SET EXERCISE A:
Answer these about the forum post on unknown words in an LSTM model:
(i) Why does the poster get errors when predicting with the new dataset?
(ii) Where are the words from the trained model saved?
(iii) Which column of the data supplies the labels?
SET EXERCISE B: Extend the forum post on unknown words in an LSTM model, picking up right after its last line.

== DOCUMENT SECTION

0

I am implementing an lstm model where I have already trained my model with a dataset. When I am using my new dataset to predict the output, I am having errors because some words that are in my new dataset are not present in trained model. Is there any method to perform so that is the word is not found, it does not consider it?

Actually the words from the train model are saved in a dictionary as shown in my codes below:

df = pd.read_csv('C:/Users/User/Desktop/Coding/lstm emotion recognition/emotion.data/emotion.data')


#Preparing data for model traininng
#Tokenization-Since the data is already tokenized and lowecased, we just need to split the words
input_sentences = [text.split(" ") for text in df["text"].values.tolist()]
labels = df["emotions"].values.tolist()

#creating vocabulary(word index)

====
== DATA LISTING

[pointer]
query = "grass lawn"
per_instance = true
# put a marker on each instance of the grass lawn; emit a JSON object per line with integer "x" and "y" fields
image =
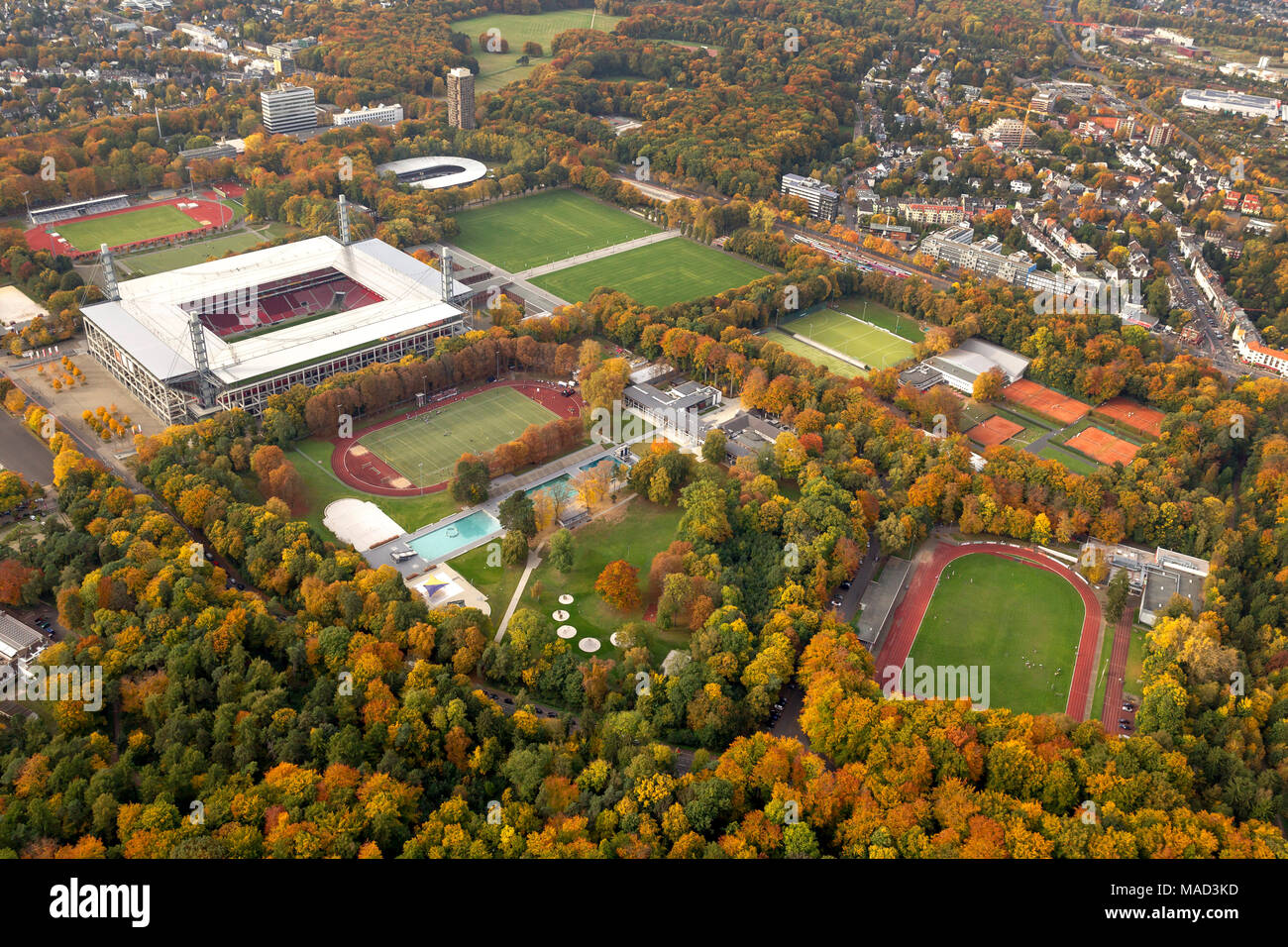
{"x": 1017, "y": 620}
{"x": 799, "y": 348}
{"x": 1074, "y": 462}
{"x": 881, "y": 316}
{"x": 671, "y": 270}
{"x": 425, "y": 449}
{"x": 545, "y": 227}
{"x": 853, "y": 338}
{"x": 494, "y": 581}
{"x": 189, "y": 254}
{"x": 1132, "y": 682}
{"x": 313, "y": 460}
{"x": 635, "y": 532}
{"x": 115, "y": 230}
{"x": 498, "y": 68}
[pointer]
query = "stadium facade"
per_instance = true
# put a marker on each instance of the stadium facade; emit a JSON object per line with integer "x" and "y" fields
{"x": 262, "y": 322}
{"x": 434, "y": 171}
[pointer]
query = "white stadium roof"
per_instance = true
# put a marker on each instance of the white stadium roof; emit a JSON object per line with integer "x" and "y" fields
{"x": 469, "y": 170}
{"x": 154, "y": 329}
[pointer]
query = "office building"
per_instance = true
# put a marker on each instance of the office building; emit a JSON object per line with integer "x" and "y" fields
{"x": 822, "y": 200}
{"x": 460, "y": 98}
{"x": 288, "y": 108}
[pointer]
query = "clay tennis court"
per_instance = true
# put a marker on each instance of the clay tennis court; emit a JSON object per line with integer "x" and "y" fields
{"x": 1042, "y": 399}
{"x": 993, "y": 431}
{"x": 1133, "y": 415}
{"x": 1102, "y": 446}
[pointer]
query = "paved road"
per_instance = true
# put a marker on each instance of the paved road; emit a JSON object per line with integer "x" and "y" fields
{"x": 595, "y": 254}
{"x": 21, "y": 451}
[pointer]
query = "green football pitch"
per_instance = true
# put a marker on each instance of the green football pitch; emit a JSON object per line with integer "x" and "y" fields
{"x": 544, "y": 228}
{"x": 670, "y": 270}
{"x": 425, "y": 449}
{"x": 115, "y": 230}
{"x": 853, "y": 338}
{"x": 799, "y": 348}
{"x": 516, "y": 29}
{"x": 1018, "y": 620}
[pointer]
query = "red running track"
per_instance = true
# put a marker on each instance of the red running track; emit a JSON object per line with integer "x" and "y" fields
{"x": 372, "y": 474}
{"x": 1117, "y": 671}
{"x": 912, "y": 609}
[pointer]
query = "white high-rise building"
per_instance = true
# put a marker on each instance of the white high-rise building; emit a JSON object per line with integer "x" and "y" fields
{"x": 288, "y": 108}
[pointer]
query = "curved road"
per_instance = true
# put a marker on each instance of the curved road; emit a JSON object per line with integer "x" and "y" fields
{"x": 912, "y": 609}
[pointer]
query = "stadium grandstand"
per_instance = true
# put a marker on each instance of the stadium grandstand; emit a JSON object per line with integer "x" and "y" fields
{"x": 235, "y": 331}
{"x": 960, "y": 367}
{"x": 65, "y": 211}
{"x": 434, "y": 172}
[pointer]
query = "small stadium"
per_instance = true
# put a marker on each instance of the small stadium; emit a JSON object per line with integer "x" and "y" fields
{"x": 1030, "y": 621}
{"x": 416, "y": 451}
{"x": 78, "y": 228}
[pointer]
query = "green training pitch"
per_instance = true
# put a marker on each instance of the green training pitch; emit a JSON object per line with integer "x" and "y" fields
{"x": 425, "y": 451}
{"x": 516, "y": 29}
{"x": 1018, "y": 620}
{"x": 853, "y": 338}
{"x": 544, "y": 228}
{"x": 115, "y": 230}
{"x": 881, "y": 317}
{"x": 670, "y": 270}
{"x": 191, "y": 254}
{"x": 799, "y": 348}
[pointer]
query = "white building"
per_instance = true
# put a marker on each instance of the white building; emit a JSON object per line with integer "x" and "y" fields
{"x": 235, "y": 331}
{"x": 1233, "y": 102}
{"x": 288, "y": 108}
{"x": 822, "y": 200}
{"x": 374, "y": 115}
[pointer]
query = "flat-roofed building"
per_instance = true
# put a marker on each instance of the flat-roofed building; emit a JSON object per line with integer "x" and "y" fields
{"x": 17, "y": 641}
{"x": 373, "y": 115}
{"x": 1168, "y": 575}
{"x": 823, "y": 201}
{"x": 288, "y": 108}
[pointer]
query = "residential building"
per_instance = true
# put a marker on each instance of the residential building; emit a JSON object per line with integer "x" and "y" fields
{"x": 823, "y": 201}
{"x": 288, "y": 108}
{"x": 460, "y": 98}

====
== DATA LISTING

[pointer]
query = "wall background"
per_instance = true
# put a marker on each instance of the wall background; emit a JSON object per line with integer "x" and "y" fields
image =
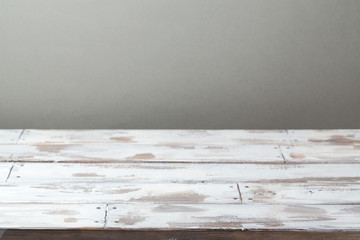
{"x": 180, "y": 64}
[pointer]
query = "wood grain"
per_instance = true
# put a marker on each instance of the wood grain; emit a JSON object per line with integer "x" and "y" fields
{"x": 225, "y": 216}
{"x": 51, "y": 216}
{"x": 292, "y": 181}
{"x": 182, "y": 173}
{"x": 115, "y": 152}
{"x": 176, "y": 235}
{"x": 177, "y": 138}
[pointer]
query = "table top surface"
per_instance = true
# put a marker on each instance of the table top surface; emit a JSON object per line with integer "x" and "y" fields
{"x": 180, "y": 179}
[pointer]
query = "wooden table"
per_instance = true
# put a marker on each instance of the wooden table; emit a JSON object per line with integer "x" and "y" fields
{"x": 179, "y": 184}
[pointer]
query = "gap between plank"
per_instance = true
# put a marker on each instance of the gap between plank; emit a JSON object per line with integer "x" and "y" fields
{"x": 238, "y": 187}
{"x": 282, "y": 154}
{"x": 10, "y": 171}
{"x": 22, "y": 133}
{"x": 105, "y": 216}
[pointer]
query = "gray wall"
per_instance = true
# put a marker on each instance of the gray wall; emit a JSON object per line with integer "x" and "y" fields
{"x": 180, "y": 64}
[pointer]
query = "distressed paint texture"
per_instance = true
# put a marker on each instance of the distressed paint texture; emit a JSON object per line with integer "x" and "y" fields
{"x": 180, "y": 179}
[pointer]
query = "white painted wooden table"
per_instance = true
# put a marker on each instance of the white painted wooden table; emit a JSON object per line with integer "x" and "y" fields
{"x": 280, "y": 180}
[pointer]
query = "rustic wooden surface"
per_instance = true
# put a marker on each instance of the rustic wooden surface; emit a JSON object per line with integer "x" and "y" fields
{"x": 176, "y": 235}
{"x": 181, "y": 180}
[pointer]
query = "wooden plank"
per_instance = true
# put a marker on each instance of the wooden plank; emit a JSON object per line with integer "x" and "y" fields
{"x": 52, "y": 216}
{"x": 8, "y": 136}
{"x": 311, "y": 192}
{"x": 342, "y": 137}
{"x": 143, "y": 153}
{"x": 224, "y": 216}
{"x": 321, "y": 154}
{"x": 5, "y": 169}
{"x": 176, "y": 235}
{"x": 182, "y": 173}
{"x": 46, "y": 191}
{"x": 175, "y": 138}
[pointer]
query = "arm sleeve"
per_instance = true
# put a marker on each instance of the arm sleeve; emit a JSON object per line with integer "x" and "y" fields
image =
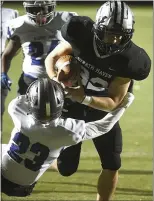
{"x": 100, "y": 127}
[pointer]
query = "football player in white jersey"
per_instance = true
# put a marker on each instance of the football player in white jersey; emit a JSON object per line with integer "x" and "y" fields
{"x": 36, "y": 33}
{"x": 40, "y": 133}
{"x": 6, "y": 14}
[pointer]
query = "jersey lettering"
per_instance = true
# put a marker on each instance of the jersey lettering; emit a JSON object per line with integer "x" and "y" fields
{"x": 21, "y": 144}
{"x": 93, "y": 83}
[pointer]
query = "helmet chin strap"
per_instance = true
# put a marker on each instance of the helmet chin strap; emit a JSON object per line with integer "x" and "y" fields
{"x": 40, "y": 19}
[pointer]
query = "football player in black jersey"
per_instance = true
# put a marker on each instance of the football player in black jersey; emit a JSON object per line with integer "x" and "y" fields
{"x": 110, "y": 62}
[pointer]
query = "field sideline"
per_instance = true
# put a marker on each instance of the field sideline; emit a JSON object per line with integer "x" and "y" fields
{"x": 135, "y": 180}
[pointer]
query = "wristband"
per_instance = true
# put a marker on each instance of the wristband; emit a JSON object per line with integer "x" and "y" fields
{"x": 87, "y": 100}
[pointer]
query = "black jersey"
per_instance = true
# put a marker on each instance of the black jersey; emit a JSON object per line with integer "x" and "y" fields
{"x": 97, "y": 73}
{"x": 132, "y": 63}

====
== DATA LISTING

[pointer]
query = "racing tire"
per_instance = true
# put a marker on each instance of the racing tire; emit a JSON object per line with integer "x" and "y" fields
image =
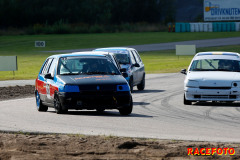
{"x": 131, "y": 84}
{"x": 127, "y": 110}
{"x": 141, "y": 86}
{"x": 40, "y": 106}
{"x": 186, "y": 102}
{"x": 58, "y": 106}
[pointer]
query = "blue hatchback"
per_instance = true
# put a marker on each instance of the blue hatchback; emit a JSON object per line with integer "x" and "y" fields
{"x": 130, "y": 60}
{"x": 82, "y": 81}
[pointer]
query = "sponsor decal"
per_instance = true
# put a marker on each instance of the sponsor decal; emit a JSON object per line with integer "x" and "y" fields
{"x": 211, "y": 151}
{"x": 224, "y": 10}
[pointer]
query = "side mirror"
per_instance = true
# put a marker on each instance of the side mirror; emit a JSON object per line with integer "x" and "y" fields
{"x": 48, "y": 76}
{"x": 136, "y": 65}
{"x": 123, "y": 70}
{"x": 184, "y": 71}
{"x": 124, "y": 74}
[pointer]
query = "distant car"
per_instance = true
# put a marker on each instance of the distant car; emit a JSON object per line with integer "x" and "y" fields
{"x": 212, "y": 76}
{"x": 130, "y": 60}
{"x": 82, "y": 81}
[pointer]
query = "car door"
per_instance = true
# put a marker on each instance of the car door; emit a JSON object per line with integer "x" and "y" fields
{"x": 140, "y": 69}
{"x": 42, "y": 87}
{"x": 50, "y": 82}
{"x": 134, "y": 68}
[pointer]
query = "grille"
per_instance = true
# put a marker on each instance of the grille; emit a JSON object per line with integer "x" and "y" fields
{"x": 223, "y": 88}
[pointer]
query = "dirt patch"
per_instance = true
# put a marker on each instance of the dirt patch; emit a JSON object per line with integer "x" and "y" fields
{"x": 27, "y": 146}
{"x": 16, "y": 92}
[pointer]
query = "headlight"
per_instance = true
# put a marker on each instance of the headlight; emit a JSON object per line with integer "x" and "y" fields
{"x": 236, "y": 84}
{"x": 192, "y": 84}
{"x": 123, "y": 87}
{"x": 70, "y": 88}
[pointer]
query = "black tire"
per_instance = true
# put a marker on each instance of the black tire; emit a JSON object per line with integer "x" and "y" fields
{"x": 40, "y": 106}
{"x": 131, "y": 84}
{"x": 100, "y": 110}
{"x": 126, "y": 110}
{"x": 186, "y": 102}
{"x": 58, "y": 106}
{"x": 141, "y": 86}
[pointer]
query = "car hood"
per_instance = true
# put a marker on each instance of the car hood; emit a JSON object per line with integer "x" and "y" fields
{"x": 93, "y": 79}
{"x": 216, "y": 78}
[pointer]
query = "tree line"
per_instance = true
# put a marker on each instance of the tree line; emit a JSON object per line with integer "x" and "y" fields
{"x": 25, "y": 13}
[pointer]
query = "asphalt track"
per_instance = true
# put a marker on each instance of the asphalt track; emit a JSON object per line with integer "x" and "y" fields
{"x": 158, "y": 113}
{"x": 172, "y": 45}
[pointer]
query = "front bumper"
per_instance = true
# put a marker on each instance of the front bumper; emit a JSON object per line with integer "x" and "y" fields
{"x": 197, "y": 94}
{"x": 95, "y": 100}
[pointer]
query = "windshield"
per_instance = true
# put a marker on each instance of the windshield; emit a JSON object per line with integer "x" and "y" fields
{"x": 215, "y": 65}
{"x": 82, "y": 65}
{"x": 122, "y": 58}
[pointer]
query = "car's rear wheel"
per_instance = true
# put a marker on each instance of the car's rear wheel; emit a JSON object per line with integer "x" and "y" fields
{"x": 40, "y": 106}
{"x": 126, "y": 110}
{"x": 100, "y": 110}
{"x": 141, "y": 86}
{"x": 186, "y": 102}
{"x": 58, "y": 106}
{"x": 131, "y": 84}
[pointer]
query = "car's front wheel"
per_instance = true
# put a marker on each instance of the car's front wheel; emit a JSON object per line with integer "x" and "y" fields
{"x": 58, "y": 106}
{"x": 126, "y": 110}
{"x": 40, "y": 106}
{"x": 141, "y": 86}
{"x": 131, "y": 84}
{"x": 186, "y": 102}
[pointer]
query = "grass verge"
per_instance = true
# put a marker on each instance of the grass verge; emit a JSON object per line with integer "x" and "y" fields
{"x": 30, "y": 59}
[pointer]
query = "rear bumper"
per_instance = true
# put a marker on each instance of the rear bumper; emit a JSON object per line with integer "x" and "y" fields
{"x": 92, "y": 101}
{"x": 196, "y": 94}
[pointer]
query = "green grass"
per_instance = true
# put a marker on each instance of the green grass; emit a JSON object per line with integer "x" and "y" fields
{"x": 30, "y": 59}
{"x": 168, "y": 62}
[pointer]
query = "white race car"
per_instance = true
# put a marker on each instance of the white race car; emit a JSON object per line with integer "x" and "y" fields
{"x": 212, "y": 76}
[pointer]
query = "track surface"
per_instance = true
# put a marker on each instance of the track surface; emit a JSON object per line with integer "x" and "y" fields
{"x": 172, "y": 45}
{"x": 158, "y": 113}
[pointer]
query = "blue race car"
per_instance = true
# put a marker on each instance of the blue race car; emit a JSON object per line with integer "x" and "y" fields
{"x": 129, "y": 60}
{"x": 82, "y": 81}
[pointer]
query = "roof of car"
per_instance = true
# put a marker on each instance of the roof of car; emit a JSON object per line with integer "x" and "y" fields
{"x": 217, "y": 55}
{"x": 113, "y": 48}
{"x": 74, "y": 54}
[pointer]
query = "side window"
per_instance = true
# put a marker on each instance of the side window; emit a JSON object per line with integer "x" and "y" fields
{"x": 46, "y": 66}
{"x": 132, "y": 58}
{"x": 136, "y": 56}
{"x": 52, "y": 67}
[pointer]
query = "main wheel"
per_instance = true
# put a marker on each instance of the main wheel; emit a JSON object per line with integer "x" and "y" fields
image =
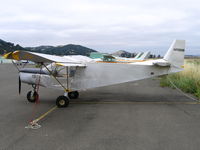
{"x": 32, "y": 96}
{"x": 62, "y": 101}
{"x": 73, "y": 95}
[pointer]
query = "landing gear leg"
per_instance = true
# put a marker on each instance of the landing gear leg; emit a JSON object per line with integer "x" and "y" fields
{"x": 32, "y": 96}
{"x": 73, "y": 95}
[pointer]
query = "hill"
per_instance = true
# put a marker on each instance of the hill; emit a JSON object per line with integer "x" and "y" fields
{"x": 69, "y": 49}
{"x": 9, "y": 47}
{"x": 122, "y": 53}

====

TASK RESPONSE A:
(i) Some words in the new dataset are not present in the trained model.
(ii) In a dictionary.
(iii) The "emotions" column.

TASK RESPONSE B:
#Initialize word2id and label2id dictionaries that will be used to encode words and labels
word2id = dict() #creating the dictionary named word2id
label2id = dict() #creating a dictionary named label2id

max_words = 0 #maximum number of words in a sentence

#construction of word2id
for sentence in input_sentences:
    for word in sentence:
        #Add words to word2id if not exist
        if word not in word2id:
            word2id[word] = len(word2id)
    #If length of the sentence is greater than max_words, update max_words
    if len(sentence) > max_words:
        max_words = len(sentence)

#Construction of label2id and id2label dictionaries
label2id = {l: i for i, l in enumerate(set(labels))}
id2label = {v: k for k, v in label2id.items()}

from keras.models import load_model

model = load_model('modelsave2.py')
print(model)

import keras
model_with_attentions = keras.Model(inputs=model.input,
                                    output=[model.output,
                                              model.get_layer('attention_vec').output])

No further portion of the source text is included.